Image point grounding data:

● ● ●

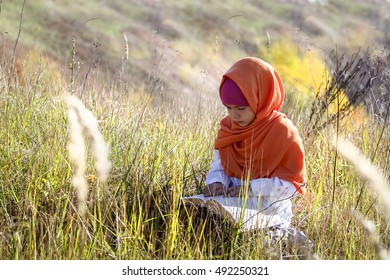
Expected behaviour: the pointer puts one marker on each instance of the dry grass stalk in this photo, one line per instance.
(370, 227)
(367, 170)
(82, 120)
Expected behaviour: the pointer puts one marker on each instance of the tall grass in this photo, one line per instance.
(160, 151)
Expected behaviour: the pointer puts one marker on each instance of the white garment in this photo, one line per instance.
(270, 196)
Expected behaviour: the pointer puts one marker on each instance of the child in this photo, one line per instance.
(258, 150)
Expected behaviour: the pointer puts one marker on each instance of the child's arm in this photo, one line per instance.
(216, 173)
(273, 187)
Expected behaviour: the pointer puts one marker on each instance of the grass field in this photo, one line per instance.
(160, 151)
(160, 145)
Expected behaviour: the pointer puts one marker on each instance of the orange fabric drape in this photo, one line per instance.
(270, 145)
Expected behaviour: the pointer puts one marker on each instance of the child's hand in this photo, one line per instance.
(214, 189)
(233, 191)
(236, 191)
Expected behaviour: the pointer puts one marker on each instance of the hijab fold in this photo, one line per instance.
(270, 145)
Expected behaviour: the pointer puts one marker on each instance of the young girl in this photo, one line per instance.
(258, 151)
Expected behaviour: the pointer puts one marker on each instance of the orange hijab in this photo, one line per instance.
(270, 145)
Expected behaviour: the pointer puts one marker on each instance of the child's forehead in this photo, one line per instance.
(234, 106)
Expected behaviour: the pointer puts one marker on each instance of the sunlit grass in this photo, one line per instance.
(160, 149)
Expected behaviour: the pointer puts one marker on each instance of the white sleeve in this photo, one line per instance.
(273, 187)
(217, 173)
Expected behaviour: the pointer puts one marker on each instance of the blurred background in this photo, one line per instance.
(183, 47)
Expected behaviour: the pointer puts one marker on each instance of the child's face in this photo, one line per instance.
(242, 115)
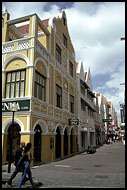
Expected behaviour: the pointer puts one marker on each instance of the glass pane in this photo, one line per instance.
(35, 90)
(17, 90)
(43, 81)
(22, 75)
(40, 92)
(18, 76)
(8, 77)
(22, 89)
(38, 78)
(13, 77)
(12, 90)
(7, 90)
(43, 94)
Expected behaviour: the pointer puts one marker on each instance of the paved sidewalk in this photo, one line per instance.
(103, 169)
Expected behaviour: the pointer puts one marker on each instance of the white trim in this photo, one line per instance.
(60, 127)
(14, 57)
(9, 122)
(42, 124)
(27, 133)
(44, 63)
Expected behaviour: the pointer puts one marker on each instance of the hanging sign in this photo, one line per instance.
(23, 105)
(73, 121)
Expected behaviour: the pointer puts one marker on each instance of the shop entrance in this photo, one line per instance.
(37, 143)
(15, 139)
(65, 143)
(71, 142)
(58, 143)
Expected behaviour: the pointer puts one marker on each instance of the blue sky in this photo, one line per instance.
(95, 29)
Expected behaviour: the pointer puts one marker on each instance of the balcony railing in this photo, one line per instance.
(24, 44)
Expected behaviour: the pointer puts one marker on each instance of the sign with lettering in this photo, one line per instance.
(73, 121)
(23, 105)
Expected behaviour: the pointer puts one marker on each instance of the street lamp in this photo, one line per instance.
(13, 108)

● ● ●

- [What is required] None of the pictures should be carried over when the data above is transcribed exactly.

- [Solution to this task]
Expected behaviour: the pointer puts one marker on each instance of the dry grass stalk in this photo, one line per instance.
(370, 227)
(367, 170)
(82, 120)
Expected behaviour: the pointer puts one marker on each instance of the tall grass in this photo, one line per instance.
(160, 151)
Expected behaviour: the pointer puts one marker on each instance of the white garment in this photo, one line per instance.
(270, 196)
Expected behaviour: the pointer puts one marker on each instance of the child in this photo, one line per instance.
(258, 150)
Expected behaviour: the pointer puts one marker on each instance of the child's arm in this photo, one line per instance.
(216, 173)
(273, 187)
Expected behaviour: the pointer puts one marker on each instance of the grass field in this photo, one line per instance.
(160, 151)
(160, 145)
Expected behaviour: the pointer puts one marker on each instance of the orange fabric drape in this photo, one line per instance.
(270, 145)
Expected behaviour: the pointer puts one marker on each instance of the child's hand in this photo, one line per instance.
(214, 189)
(233, 191)
(236, 191)
Expected behaviour: the pointer puts one marker on each instance of the hijab fold in this photo, one line per instance.
(270, 145)
Expected behaviour: the pointer puts one marker on each instance of the young girl in this photo, one line per instance.
(258, 151)
Expected behaviour: the pointer puts one marker on each instance of the orange hijab in this photo, one line per instance.
(270, 145)
Expected behaviour: the pointer puts one marker on each instance of the child's forehead in this photo, one line per instance.
(234, 106)
Expected behaviour: the pointer puts one marker on each instance of the sunlit grass in this photo, one line per instance.
(160, 149)
Expected behaviour: the pointer puts one marker on each instance of the white sleeve in this photo, one line per instance.
(273, 187)
(217, 173)
Expected behaviour: the pointer puts one marker on each instance of the blurred background in this photo, one line per instance.
(183, 47)
Expected behaviour: the pointer puts one marker on each instance of the child's face in this photo, one line per instance.
(242, 115)
Expected behaviour: the pointer puts one marker on each instance of the glass pane in this photo, one line per instance.
(35, 90)
(17, 90)
(43, 81)
(22, 75)
(40, 92)
(18, 76)
(8, 77)
(22, 89)
(38, 78)
(13, 77)
(12, 90)
(7, 90)
(43, 94)
Expected behaviour: the pointer puts one marker on each instance of the paved sidewalk in this photo, one line per instance.
(103, 169)
Expected behaviour: the pointer puts one marker on each instance of the white trim in this photo, one line per instance.
(60, 127)
(14, 57)
(9, 122)
(42, 124)
(27, 133)
(44, 63)
Expected behaviour: the pointer puts one marker on each instance of the hanging sign in this photo, one line per instance.
(23, 105)
(73, 121)
Expected behaviour: the pointer puts one marker on each instance of the shop entrance in this photo, one line per instance.
(37, 143)
(15, 139)
(65, 143)
(71, 142)
(58, 143)
Expected behaviour: the pointer puts one marker on each instance of the blue sky in this photo, one line per instance.
(95, 29)
Expected behaviour: the pointer puts one marker on each instance of the balcony railing in this photo, one line per instance.
(24, 44)
Expected behaviour: the pointer puts one marker on each instance of the sign with lettering in this photo, one line per instance.
(73, 121)
(23, 105)
Expected behaviour: the pointer puts one marker on each instance of the street lamp in this photo, one line per instance.
(13, 108)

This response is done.